§ Text to read
=====

CM-Well Ingester¶
What is the CM-Well Ingester?¶
The CM-Well Ingester is a CM-Well utility for uploading infotons to CM-Well in bulk. Using the Ingester, you can upload data from a file, the standard input, or a customized input source. The Ingester processes several upload requests in parallel, up to a configurable limit.
The CM-Well Ingester is written in Scala and is packaged as a jar file (Java library). You can call it from a Java or Scala application, or in a command-line environment.
Downloading and Compiling CM-Well Source Code¶
Note
- To access the CM-Well Git site, you will need a GitHub user. See the CM-Well GitHub Repository.
- To compile and run CM-Well data tools, you will need Java version 8.
To install the Scala Build Tool and download the CM-Well Ingester source code:
- Go to http://www.scala-sbt.org/download.html and install the Scala Build Tool (SBT) version appropriate for your OS.
- Add the Scala sbt command to your PATH variable.
- Download the CM-Well Downloader source code from https://github.com/CM-Well/CM-Well.
To build all CM-Well utility executables:
- Navigate to the root directory of the CM-Well tools source code. It contains a file called build.sbt.

=====

§ Records
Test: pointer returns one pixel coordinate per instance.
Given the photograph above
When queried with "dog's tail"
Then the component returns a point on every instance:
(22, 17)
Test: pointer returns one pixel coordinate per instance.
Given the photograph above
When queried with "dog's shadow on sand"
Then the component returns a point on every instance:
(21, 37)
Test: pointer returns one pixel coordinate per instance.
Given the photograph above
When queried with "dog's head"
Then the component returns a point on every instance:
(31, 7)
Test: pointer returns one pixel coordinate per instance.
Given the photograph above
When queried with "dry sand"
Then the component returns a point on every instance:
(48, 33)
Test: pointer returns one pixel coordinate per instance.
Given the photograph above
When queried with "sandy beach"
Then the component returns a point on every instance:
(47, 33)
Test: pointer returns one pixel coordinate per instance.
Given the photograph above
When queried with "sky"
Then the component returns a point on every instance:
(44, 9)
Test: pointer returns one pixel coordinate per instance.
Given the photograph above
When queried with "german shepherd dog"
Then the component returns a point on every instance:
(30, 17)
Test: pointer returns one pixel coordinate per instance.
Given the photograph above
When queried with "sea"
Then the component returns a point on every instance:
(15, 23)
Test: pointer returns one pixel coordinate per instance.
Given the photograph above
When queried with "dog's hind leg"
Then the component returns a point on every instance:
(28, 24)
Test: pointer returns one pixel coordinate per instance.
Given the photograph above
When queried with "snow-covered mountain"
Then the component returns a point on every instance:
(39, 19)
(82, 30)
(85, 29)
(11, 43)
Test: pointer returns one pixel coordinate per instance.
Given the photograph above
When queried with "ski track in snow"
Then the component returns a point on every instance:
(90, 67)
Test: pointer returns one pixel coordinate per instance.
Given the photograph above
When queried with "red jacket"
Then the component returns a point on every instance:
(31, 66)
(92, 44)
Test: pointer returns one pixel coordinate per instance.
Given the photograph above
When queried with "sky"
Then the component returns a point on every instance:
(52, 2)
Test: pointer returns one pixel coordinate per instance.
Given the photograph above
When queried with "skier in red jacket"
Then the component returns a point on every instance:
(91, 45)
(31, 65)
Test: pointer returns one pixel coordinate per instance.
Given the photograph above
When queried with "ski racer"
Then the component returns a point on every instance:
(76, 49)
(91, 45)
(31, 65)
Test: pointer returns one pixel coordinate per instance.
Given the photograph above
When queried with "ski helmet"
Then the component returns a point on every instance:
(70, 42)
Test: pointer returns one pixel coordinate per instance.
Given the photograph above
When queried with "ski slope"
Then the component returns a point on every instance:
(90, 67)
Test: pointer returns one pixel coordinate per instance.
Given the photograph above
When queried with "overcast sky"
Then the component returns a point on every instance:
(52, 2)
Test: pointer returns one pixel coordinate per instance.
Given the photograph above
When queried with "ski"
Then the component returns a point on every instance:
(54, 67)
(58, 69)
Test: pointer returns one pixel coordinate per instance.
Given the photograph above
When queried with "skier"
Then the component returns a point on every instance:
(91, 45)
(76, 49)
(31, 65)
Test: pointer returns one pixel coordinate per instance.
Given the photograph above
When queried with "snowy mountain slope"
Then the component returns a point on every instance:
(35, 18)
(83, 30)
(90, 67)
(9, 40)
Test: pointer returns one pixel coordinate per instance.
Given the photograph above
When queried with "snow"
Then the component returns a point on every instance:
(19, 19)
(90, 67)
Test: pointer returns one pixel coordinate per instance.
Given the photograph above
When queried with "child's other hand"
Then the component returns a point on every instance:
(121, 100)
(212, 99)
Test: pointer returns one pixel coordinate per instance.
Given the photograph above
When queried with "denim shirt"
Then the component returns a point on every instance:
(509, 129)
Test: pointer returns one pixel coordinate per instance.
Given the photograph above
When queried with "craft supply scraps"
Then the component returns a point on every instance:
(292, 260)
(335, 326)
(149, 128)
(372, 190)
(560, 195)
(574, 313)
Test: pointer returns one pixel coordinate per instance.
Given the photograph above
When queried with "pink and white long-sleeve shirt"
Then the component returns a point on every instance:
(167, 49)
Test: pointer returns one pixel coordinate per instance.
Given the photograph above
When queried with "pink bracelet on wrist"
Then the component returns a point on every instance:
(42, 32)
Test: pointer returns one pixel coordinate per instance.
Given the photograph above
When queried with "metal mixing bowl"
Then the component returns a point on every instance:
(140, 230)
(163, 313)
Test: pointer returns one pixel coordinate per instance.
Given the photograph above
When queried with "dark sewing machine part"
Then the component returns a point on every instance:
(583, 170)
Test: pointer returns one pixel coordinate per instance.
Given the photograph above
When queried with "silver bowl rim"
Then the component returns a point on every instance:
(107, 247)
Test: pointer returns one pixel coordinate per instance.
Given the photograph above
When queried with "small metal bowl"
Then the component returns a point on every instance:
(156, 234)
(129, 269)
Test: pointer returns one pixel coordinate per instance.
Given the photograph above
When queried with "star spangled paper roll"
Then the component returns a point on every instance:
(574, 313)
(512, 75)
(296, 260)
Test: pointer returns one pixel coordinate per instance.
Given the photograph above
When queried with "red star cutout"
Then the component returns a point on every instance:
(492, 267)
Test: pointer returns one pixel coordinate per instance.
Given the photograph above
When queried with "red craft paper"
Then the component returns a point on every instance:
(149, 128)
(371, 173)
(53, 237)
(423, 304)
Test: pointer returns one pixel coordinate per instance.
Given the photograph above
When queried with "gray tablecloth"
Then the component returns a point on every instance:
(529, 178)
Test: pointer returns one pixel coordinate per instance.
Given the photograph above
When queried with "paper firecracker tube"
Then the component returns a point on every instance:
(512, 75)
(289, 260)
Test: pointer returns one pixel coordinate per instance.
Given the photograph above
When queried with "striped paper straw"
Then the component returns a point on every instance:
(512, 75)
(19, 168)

=====

§ What you need to do
A. In the page on the CM-Well Ingester, shorten the paragraph beginning "The CM-Well Ingester is a CM-Well utility" and keep its main facts.
B. How many lines of the listing contain the string "craft"? Case counts. Reply with the number only.

§ Solutions below
A. The CM-Well Ingester is a CM-Well utility that uploads infotons to CM-Well in bulk from a file, the standard input, or a customized input source. It handles several upload requests in parallel, up to a configurable limit.

B. 2